* _Your goal_
Print all of the data exactly.

[BEGIN]

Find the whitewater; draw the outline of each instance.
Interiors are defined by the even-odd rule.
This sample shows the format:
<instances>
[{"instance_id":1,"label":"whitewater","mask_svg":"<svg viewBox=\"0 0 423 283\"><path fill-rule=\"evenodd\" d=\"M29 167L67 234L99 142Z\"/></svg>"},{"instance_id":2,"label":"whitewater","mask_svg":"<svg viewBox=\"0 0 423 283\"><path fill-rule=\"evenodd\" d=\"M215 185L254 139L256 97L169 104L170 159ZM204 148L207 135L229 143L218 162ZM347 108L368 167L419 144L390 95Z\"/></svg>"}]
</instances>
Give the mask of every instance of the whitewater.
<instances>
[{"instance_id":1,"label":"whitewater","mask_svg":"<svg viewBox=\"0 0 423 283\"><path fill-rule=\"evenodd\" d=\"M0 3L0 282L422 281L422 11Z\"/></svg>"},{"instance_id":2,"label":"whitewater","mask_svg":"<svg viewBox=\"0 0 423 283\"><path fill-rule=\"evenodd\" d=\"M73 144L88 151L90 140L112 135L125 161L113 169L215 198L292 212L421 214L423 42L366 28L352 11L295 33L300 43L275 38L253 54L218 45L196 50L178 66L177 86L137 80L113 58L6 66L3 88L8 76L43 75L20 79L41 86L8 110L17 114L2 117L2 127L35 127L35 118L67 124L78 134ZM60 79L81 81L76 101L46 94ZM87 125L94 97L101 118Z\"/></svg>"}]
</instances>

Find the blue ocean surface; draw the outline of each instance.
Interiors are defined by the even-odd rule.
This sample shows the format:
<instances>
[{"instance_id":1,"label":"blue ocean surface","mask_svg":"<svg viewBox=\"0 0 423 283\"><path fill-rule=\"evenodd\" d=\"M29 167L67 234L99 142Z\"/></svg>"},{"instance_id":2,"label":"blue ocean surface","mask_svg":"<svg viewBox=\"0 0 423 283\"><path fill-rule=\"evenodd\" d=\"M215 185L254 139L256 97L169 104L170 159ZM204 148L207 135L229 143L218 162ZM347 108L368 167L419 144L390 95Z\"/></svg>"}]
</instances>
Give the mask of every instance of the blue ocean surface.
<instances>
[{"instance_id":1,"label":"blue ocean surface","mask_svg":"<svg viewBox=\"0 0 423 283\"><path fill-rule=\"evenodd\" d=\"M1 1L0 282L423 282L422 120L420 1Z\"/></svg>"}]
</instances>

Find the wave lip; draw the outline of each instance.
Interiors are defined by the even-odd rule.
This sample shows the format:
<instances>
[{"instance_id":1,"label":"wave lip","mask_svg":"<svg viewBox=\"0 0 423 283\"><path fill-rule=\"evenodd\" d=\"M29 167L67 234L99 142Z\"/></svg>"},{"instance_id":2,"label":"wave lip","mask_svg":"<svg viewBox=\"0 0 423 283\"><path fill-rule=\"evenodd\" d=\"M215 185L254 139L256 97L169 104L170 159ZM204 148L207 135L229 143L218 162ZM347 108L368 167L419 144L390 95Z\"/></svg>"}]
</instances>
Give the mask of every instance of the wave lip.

[END]

* _Answer for the task_
Find the whitewater; draw the outline of each instance.
Interiors are defined by the even-odd rule.
This sample shows the format:
<instances>
[{"instance_id":1,"label":"whitewater","mask_svg":"<svg viewBox=\"0 0 423 283\"><path fill-rule=\"evenodd\" d=\"M29 167L67 234L99 142Z\"/></svg>"},{"instance_id":2,"label":"whitewater","mask_svg":"<svg viewBox=\"0 0 423 283\"><path fill-rule=\"evenodd\" d=\"M215 185L254 139L256 97L169 104L170 159ZM204 148L207 135L229 143L218 162ZM347 108L368 167L419 144L390 95Z\"/></svg>"}]
</instances>
Give the mask of every instance of the whitewater.
<instances>
[{"instance_id":1,"label":"whitewater","mask_svg":"<svg viewBox=\"0 0 423 283\"><path fill-rule=\"evenodd\" d=\"M0 3L0 282L422 281L422 11Z\"/></svg>"},{"instance_id":2,"label":"whitewater","mask_svg":"<svg viewBox=\"0 0 423 283\"><path fill-rule=\"evenodd\" d=\"M73 144L88 151L90 140L112 135L125 161L113 169L215 198L292 212L421 214L423 42L366 28L352 11L295 33L300 43L275 38L253 54L218 45L196 50L178 66L177 86L137 80L113 58L6 66L3 88L8 76L43 75L20 79L41 86L8 110L17 114L2 117L2 127L35 127L35 118L67 124L78 134ZM60 79L81 81L76 101L46 94ZM87 125L94 97L101 118Z\"/></svg>"}]
</instances>

Find the blue ocean surface; draw the outline of each instance.
Interiors are defined by the even-odd rule.
This sample shows the format:
<instances>
[{"instance_id":1,"label":"blue ocean surface","mask_svg":"<svg viewBox=\"0 0 423 283\"><path fill-rule=\"evenodd\" d=\"M29 167L67 234L99 142Z\"/></svg>"},{"instance_id":2,"label":"blue ocean surface","mask_svg":"<svg viewBox=\"0 0 423 283\"><path fill-rule=\"evenodd\" d=\"M215 185L254 139L256 97L169 104L170 159ZM204 148L207 135L229 143L218 162ZM347 108L368 167L419 144L390 95Z\"/></svg>"}]
</instances>
Give the mask of every instance of the blue ocean surface.
<instances>
[{"instance_id":1,"label":"blue ocean surface","mask_svg":"<svg viewBox=\"0 0 423 283\"><path fill-rule=\"evenodd\" d=\"M1 1L0 282L423 282L422 120L420 1Z\"/></svg>"}]
</instances>

Find the wave lip; draw the outline of each instance.
Interiors are defined by the even-odd rule.
This sample shows the format:
<instances>
[{"instance_id":1,"label":"wave lip","mask_svg":"<svg viewBox=\"0 0 423 283\"><path fill-rule=\"evenodd\" d=\"M29 167L67 234L99 142Z\"/></svg>"},{"instance_id":2,"label":"wave lip","mask_svg":"<svg viewBox=\"0 0 423 283\"><path fill-rule=\"evenodd\" d=\"M215 185L254 139L256 97L169 104L170 159ZM204 148L207 135L229 143L218 162ZM347 108L368 167L419 144L390 95Z\"/></svg>"}]
</instances>
Give the mask of every instance of the wave lip.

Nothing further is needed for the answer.